> [INSTRUCTIONS TO FOLLOW] Switch every "pixel coordinates" in the entries below to "pixel locations" and leave all other text as it is. Omit the pictures from your answer.

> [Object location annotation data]
<<<<
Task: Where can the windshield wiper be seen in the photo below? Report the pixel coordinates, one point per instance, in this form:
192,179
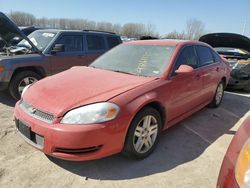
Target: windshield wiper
124,72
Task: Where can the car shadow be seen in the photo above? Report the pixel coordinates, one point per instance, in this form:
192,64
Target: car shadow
178,145
6,99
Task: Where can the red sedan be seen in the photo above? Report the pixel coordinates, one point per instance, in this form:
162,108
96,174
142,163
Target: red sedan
123,101
235,169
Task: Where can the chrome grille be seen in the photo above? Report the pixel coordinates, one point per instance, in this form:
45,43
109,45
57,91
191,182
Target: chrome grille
36,113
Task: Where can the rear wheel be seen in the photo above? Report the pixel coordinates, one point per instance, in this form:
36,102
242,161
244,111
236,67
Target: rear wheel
218,95
143,134
20,80
247,88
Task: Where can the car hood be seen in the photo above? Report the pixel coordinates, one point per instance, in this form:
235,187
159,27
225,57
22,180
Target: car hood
9,30
79,86
230,40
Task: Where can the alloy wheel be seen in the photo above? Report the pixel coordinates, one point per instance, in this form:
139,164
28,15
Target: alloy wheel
145,134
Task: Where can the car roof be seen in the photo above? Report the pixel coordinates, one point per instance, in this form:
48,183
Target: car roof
78,31
166,42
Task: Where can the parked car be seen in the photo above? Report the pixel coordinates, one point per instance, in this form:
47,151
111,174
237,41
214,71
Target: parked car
123,101
26,30
236,49
46,52
235,169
>>>>
> [FINAL RESULT]
Task: Where can the windshield wiper be seen in the photo below? Report the pixel locations, one point per instance, in this form:
192,179
Target: windshield wiper
124,72
Task: Where can the car shadow be seen in the photo above? Report the pixel locations, one point per instance, in this form:
192,64
Target: car shadow
178,145
6,99
Task: Where can the red sedan be seen in the photo above? Report the pixel locations, one point per instance, in this form:
162,108
96,174
142,163
Target: red sedan
123,101
235,169
Task: Where can the chrome grille be seen in the photo above? Report the pixel locations, one point per instance, in this form:
45,43
109,45
57,91
191,182
Target: chrome grille
36,113
Task: Where can the rear wheel be seen in the photo above? Report the pixel locations, one point per instance, in this form:
36,102
242,161
244,111
236,67
Target: rear wheel
218,95
143,134
20,80
247,88
Task: Where can the car hood be seen in the photo above? Report the pixel locations, one point per instance, in this form:
235,187
159,27
225,57
22,180
Target: car hood
9,30
79,86
230,40
Task: Where can the alloy wheel be seen in the photo above? Report the pixel locations, one point per instance, in this form:
139,164
28,15
Target: alloy wheel
145,134
Task: Where can the car roof be seen in the photo above? Report the pixel locations, one point per instance, in this form:
48,183
Target: car roof
78,31
166,42
Task: Where can the parked car be seen in the photo above? Report the pixel locations, one point per instance, in this form:
47,151
111,174
237,41
214,71
Target: parked car
123,101
26,30
236,49
46,52
235,169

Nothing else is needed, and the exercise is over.